===== Dataset records

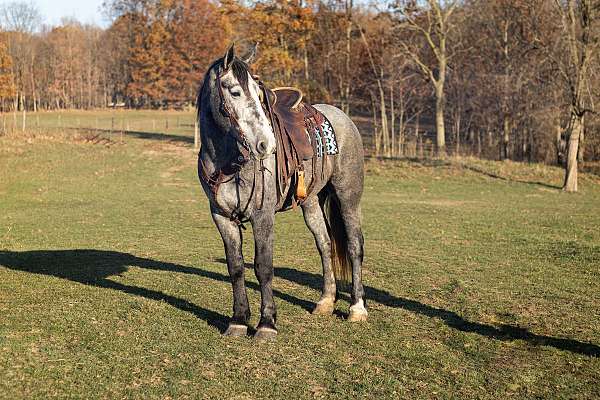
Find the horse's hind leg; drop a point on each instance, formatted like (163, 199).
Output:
(315, 220)
(232, 239)
(350, 210)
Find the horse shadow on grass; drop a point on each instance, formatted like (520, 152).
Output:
(450, 318)
(94, 267)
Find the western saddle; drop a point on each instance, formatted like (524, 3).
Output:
(294, 123)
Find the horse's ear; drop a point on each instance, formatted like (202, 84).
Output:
(251, 56)
(228, 57)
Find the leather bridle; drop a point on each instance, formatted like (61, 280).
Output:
(235, 129)
(232, 171)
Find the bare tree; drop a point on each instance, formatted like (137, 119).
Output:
(434, 26)
(580, 20)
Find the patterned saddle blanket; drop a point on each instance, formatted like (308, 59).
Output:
(303, 133)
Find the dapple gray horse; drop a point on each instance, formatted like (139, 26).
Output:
(237, 168)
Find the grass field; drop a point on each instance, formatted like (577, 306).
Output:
(483, 281)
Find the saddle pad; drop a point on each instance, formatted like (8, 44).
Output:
(325, 139)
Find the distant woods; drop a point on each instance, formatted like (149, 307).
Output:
(501, 79)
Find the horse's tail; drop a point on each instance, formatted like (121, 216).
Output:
(342, 268)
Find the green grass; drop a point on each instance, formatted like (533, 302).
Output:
(483, 282)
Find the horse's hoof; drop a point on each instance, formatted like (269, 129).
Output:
(235, 330)
(324, 307)
(358, 312)
(265, 334)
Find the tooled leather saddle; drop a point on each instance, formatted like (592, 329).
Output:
(294, 123)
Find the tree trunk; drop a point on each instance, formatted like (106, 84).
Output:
(439, 120)
(570, 184)
(504, 152)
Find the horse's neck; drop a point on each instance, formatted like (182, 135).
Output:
(219, 150)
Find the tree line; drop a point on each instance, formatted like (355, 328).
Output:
(501, 79)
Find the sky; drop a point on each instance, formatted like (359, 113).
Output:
(86, 11)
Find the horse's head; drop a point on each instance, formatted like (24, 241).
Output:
(237, 105)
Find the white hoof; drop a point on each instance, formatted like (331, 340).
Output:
(235, 330)
(324, 307)
(358, 312)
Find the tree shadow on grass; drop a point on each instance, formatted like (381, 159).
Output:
(502, 178)
(436, 163)
(450, 318)
(94, 267)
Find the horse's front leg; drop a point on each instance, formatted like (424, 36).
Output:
(232, 240)
(262, 225)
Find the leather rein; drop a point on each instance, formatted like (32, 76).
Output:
(231, 171)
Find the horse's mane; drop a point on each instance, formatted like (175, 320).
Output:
(240, 72)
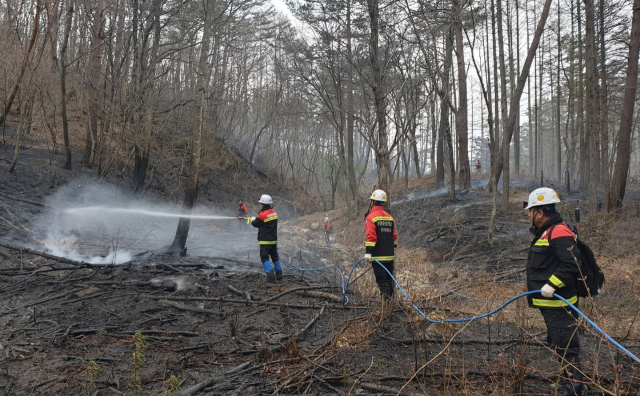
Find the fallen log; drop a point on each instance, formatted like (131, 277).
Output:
(191, 309)
(327, 296)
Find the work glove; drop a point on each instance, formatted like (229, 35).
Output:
(547, 291)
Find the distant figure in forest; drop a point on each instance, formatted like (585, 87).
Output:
(243, 211)
(327, 231)
(267, 224)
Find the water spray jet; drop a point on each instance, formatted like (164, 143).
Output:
(143, 212)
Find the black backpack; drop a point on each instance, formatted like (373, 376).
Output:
(592, 279)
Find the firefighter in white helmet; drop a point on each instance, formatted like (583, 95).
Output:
(327, 231)
(381, 241)
(552, 268)
(267, 224)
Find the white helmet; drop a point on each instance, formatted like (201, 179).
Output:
(379, 195)
(542, 196)
(265, 199)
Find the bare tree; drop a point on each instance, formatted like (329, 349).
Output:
(619, 180)
(462, 126)
(509, 124)
(592, 104)
(25, 63)
(63, 85)
(379, 97)
(191, 190)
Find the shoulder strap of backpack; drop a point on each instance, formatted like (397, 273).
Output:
(549, 232)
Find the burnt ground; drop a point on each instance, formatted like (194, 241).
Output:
(57, 316)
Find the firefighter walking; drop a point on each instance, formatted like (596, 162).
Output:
(267, 224)
(327, 231)
(552, 268)
(243, 211)
(381, 240)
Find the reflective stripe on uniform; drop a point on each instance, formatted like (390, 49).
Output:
(556, 281)
(386, 218)
(383, 258)
(553, 303)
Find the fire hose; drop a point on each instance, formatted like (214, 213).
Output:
(468, 319)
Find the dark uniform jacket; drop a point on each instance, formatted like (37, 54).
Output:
(553, 262)
(267, 224)
(381, 234)
(242, 210)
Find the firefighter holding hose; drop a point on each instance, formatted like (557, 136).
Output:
(381, 241)
(267, 224)
(243, 211)
(552, 268)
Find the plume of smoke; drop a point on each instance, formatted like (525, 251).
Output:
(98, 222)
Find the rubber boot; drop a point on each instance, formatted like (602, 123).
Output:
(268, 269)
(278, 270)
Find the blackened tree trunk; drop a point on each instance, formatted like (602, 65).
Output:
(592, 104)
(63, 86)
(604, 105)
(142, 152)
(94, 78)
(503, 109)
(23, 68)
(621, 169)
(180, 239)
(462, 126)
(509, 124)
(379, 98)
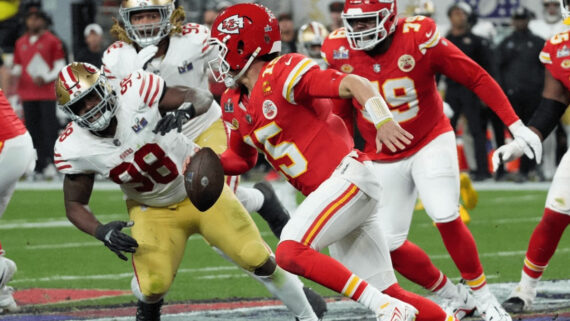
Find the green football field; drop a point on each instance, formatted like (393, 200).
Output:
(51, 253)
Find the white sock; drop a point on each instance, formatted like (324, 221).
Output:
(289, 289)
(251, 198)
(528, 282)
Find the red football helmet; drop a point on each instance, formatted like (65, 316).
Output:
(241, 33)
(358, 11)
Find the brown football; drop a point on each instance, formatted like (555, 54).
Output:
(204, 179)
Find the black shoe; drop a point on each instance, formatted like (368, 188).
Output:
(317, 302)
(149, 311)
(514, 305)
(272, 211)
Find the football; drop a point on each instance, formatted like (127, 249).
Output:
(204, 179)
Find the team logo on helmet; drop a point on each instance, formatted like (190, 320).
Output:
(406, 63)
(231, 24)
(269, 109)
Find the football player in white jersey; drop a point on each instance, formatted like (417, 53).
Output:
(153, 37)
(111, 134)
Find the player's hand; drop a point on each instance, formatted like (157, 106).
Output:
(532, 144)
(172, 120)
(110, 234)
(393, 136)
(144, 56)
(507, 153)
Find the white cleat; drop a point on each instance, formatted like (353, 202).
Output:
(520, 299)
(462, 305)
(396, 310)
(491, 310)
(7, 303)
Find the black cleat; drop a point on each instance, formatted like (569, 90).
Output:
(149, 311)
(272, 211)
(317, 302)
(514, 305)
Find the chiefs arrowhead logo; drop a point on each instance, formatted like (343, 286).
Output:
(231, 24)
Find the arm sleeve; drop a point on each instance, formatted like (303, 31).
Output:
(449, 60)
(239, 157)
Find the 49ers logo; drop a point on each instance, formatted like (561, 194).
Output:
(231, 24)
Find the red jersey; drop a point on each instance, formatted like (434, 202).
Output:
(10, 125)
(405, 76)
(50, 48)
(287, 119)
(555, 56)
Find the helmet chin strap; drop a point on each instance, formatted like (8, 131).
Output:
(231, 81)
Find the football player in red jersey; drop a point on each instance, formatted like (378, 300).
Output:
(555, 98)
(279, 106)
(401, 56)
(17, 156)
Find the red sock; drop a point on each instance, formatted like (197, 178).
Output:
(428, 310)
(543, 242)
(462, 248)
(414, 264)
(302, 260)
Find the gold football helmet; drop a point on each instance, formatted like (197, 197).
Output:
(311, 37)
(77, 81)
(149, 33)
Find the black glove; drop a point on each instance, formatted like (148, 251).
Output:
(174, 120)
(115, 240)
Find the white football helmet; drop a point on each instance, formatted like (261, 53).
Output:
(382, 11)
(77, 81)
(148, 33)
(311, 37)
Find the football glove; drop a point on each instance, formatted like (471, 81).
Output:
(507, 153)
(532, 145)
(110, 234)
(173, 120)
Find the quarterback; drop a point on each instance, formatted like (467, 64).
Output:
(154, 38)
(112, 134)
(277, 105)
(545, 237)
(401, 57)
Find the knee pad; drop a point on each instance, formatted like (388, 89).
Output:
(253, 255)
(155, 292)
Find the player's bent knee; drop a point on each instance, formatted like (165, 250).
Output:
(253, 255)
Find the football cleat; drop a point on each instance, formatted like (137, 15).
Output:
(7, 270)
(491, 310)
(7, 303)
(520, 299)
(396, 310)
(468, 193)
(463, 305)
(148, 311)
(272, 211)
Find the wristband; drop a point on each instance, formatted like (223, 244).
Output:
(378, 111)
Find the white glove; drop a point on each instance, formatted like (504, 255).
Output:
(144, 56)
(508, 152)
(396, 310)
(532, 144)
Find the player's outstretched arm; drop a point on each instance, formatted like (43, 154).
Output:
(76, 192)
(389, 131)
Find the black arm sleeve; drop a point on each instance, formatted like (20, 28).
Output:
(547, 115)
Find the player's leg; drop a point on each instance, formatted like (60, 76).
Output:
(436, 169)
(228, 227)
(261, 198)
(17, 156)
(544, 239)
(161, 234)
(376, 266)
(327, 215)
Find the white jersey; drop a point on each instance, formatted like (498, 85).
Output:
(147, 166)
(184, 64)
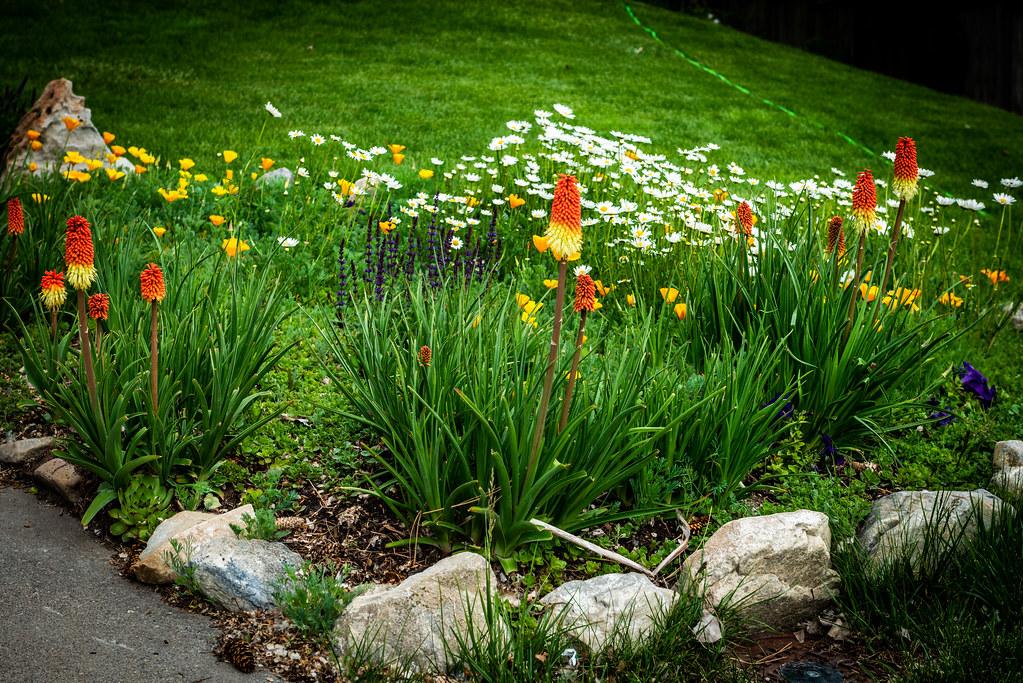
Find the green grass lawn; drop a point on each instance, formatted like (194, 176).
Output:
(442, 78)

==========

What you should do: Rescale the point coordinates in the answers of the listing from the line holding "Find the wristband;" through the end of the listing, inclusive, by multiplying each by 1.3 and rounding to whole numbers, with halves rounded up. Rewrite all those lines, requests included, without changing the requests or their format samples, and leave the pictures out.

Answer to this task:
Find the wristband; drop a point on each instance, formatted like (223, 244).
Output:
(491, 144)
Find the white glove; drop a point on each instance, formatted like (504, 255).
Output:
(187, 73)
(660, 198)
(515, 403)
(692, 187)
Find the player's outstretched arm; drop a point on each instance, formatted like (43, 154).
Output:
(99, 250)
(506, 170)
Find the black arm sleeve; drop a point on each instance, formatted like (20, 28).
Output:
(711, 150)
Find the player's leg; drop a point on each instance, formatted like (60, 76).
Output:
(567, 220)
(296, 295)
(339, 257)
(22, 203)
(707, 311)
(209, 304)
(489, 346)
(425, 280)
Find the white jersey; drop a point on each instance, formatted like (498, 85).
Output:
(191, 216)
(239, 83)
Find the green grass lawn; drop a point on each instance, formatted like (194, 176).
Output:
(575, 101)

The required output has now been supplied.